Written tasks:
A: From the Flink key groups pull request text, return the passage starting with "Differently said, it" and going on through "partitioned (=key-value) state.", copied word for word.
B: Translate this sentence from the Flink key groups pull request text into Spanish: "With the introduction of key groups, it will be possible to dynamically scale Flink operators that use partitioned (=key-value) state."

Source excerpt:
=======

[
https://issues.apache.org/jira/browse/FLINK-3755?page=com.atlassian.jira.plugin.system.issuetabpanels:comment-tabpanel&focusedCommentId=15422848#comment-15422848
]
ASF GitHub Bot commented on FLINK-3755:
---------------------------------------
GitHub user StefanRRichter opened a pull request:
https://github.com/apache/flink/pull/2376
[FLINK-3755] Introduce key groups for key-value state to support dynamic
scaling
This pull request introduces the concept of key groups to Flink. A key
group is the smallest assignable unit of key-value state to a stream operator.
Differently said, it is a sub set of the key space which can be assigned to a
stream operator. With the introduction of key groups, it will be possible to
dynamically scale Flink operators that use partitioned (=key-value) state.
In particular, this pull request addresses the following sub-issues:
- fully: [FLINK-4380] Introduce KeyGroupAssigner and Max-Parallelism
Parameter
- partially: [FLINK-4381] Refactor State to Prepare For Key-Group State
Backends
Furthermore, this pull request is partially based on pull request: #1988
Overall, this pull request introduces the following changes:
# 1) Adopted from #1988 (plus introduction of distributing keys as ranges
(`KeyGroupRange`)
## a) Introduction of KeyGroupAssigner
In order to partition keys into key groups, the`KeyGroupAssigner` interface
is introduced. This allows for partitioning the key space into smaller units
which can be assigned to operators. A scale up/down of parallelism is then
performed by simply reassigning the key groups to more/less operators.

=======

Extracted information:
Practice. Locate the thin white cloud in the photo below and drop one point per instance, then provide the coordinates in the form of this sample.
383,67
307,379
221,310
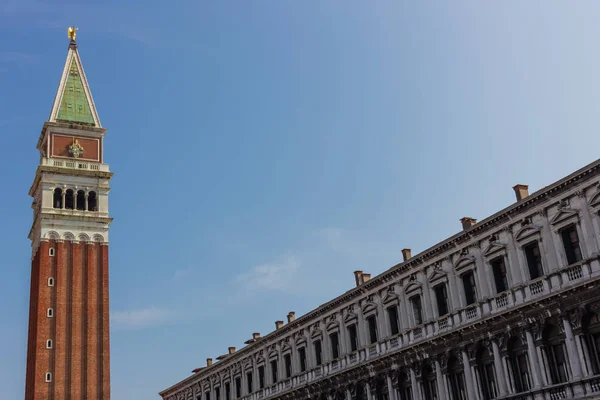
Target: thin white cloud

=======

Answers given:
A:
Differently said, it is a sub set of the key space which can be assigned to a
stream operator. With the introduction of key groups, it will be possible to
dynamically scale Flink operators that use partitioned (=key-value) state.

B: Con la introducción de los grupos de claves, será posible escalar dinámicamente los operadores de Flink que usan estado particionado (=clave-valor).